■ Aufgaben zur Übung:
1. Prüfen Sie, ob die folgenden Aussagen mit dem Textauszug übereinstimmen: (a) Die Exporte gingen im Jänner im Jahresvergleich um 11,2 Prozent zurück. (b) Analysten hatten mit einem starken Rückgang gerechnet. (c) Der Index in Hongkong fiel am ersten Handelstag nach den Neujahrsferien. Beantworten Sie jede Aussage mit Ja oder Nein und zitieren Sie die entscheidenden Worte des Textes wörtlich.
2. Schreiben Sie aus dem Textauszug den Abschnitt genau ab, der mit den Worten „Wien/Peking. Das Jahr“ beginnt und mit „um 3,3 Prozent.“ endet.
3. Warum nennt der Textauszug die Reaktion der Börse in Shanghai gelassen? Antworten Sie in ein bis drei Sätzen.

■ Textauszug:
——

Wien/Peking. Das Jahr des Affen fängt turbulent an – und verwirrend. Da schockiert die Zollverwaltung in Peking mit Handelszahlen, die so schlecht niemand erwartet hat: Die Ausfuhren brachen im Jänner im Jahresvergleich um 11,2 Prozent (auf Dollarbasis) ein. Bei den Importen waren es sogar 18,8 Prozent. Analysten rechneten jeweils nur mit einem leichten Minus. Aber die Börse in Shanghai reagierte am ersten Handelstag nach den einwöchigen Neujahrsferien gelassen: Der Index ging um 0,6 Prozent zurück – wenig angesichts der heftigen Rückschläge an den globalen Aktienmärkten in der vergangenen Woche. In Hongkong legte er sogar kräftig zu, um 3,3 Prozent.

——

■ Einträge:
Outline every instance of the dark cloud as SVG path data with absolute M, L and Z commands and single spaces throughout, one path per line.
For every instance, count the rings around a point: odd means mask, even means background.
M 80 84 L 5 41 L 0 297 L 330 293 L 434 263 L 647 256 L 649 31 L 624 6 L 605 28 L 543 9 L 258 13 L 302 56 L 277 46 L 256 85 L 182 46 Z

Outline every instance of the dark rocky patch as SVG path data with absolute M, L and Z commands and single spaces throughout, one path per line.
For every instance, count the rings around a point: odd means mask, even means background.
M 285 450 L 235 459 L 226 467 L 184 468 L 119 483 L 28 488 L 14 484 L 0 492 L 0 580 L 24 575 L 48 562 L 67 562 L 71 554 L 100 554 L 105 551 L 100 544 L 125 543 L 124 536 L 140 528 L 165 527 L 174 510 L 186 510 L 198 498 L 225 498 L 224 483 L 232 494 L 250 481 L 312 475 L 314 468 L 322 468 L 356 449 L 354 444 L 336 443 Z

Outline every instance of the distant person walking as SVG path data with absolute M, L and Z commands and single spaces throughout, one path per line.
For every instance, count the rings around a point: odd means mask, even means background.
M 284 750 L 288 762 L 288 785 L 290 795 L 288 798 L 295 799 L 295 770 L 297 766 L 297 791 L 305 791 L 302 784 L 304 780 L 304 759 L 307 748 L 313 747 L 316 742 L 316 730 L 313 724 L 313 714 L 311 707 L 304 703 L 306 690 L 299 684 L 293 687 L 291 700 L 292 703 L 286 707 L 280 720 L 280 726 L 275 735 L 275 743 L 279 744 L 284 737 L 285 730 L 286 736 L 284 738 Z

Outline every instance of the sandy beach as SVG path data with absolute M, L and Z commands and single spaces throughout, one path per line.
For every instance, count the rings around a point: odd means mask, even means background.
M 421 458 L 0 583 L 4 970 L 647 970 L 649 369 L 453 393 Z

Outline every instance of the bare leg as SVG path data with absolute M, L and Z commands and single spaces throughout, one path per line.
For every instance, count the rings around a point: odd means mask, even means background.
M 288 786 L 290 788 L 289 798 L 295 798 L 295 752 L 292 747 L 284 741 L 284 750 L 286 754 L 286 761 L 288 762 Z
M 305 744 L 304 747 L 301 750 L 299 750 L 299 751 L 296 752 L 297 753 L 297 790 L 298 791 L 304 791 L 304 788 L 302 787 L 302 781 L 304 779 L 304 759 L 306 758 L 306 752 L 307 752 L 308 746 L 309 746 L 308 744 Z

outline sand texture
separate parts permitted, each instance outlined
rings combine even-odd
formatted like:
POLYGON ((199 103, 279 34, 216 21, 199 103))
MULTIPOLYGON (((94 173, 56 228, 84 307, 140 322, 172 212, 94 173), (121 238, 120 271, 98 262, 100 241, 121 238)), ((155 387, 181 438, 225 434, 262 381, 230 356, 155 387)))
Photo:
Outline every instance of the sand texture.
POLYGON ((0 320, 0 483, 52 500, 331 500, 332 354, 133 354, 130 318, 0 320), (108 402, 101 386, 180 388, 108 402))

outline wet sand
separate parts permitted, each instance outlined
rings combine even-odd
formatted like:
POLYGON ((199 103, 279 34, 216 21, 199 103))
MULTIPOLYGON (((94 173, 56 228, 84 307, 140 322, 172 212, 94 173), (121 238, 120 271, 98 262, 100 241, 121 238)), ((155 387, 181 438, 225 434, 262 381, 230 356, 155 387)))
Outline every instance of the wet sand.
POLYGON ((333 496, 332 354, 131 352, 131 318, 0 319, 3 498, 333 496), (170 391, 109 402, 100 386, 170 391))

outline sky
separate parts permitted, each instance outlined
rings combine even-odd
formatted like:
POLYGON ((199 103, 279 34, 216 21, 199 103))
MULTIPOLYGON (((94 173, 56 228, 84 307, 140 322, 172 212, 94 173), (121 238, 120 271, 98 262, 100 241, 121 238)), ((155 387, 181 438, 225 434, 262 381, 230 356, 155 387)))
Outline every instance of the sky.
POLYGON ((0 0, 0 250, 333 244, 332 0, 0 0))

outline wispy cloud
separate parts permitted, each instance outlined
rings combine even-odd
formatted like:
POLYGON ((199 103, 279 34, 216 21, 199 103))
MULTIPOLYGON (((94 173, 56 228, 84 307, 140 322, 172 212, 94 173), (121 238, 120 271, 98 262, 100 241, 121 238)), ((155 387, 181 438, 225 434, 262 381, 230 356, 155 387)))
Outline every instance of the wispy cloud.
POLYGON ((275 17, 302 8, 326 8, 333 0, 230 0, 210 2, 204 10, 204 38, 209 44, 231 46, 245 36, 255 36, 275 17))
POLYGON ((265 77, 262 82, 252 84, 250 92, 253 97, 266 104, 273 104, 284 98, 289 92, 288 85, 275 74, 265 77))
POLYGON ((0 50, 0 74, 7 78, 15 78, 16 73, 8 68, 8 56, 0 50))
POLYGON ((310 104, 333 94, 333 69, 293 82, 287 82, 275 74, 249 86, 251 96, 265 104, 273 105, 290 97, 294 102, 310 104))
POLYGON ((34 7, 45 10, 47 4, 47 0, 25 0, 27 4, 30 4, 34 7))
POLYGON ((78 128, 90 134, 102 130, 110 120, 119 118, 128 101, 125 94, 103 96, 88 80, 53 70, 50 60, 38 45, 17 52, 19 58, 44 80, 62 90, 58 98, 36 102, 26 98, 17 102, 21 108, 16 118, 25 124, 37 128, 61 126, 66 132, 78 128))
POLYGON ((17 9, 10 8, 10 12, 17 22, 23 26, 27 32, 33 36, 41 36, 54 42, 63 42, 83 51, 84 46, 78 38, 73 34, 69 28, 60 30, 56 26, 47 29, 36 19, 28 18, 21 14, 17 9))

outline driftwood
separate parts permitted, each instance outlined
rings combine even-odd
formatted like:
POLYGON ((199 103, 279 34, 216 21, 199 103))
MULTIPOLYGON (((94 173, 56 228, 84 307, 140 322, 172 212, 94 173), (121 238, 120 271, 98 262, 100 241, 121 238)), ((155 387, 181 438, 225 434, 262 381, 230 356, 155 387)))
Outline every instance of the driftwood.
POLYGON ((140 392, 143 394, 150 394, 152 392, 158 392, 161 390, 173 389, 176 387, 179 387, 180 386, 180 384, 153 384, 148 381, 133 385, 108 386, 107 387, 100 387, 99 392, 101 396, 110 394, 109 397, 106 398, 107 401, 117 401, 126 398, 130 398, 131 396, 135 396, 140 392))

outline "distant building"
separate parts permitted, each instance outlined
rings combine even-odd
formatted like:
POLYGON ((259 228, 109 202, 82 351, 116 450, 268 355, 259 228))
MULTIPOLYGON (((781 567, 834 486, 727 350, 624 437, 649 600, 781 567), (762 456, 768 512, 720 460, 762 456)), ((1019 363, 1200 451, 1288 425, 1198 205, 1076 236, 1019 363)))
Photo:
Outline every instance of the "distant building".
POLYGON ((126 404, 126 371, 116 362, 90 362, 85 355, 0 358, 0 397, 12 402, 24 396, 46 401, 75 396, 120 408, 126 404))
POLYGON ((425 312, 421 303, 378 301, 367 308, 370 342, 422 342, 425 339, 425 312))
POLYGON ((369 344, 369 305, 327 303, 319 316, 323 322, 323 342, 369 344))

——

■ Lösungen:
1.
(a) Ja: „Die Ausfuhren brachen im Jänner im Jahresvergleich um 11,2 Prozent (auf Dollarbasis) ein.“
(b) Nein: „Analysten rechneten jeweils nur mit einem leichten Minus.“
(c) Nein: „In Hongkong legte er sogar kräftig zu, um 3,3 Prozent.“

2.
Wien/Peking. Das Jahr des Affen fängt turbulent an – und verwirrend. Da schockiert die Zollverwaltung in Peking mit Handelszahlen, die so schlecht niemand erwartet hat: Die Ausfuhren brachen im Jänner im Jahresvergleich um 11,2 Prozent (auf Dollarbasis) ein. Bei den Importen waren es sogar 18,8 Prozent. Analysten rechneten jeweils nur mit einem leichten Minus. Aber die Börse in Shanghai reagierte am ersten Handelstag nach den einwöchigen Neujahrsferien gelassen: Der Index ging um 0,6 Prozent zurück – wenig angesichts der heftigen Rückschläge an den globalen Aktienmärkten in der vergangenen Woche. In Hongkong legte er sogar kräftig zu, um 3,3 Prozent.

3. Der Index in Shanghai ging am ersten Handelstag nach den einwöchigen Neujahrsferien nur um 0,6 Prozent zurück. Das war wenig angesichts der heftigen Rückschläge an den globalen Aktienmärkten in der vergangenen Woche.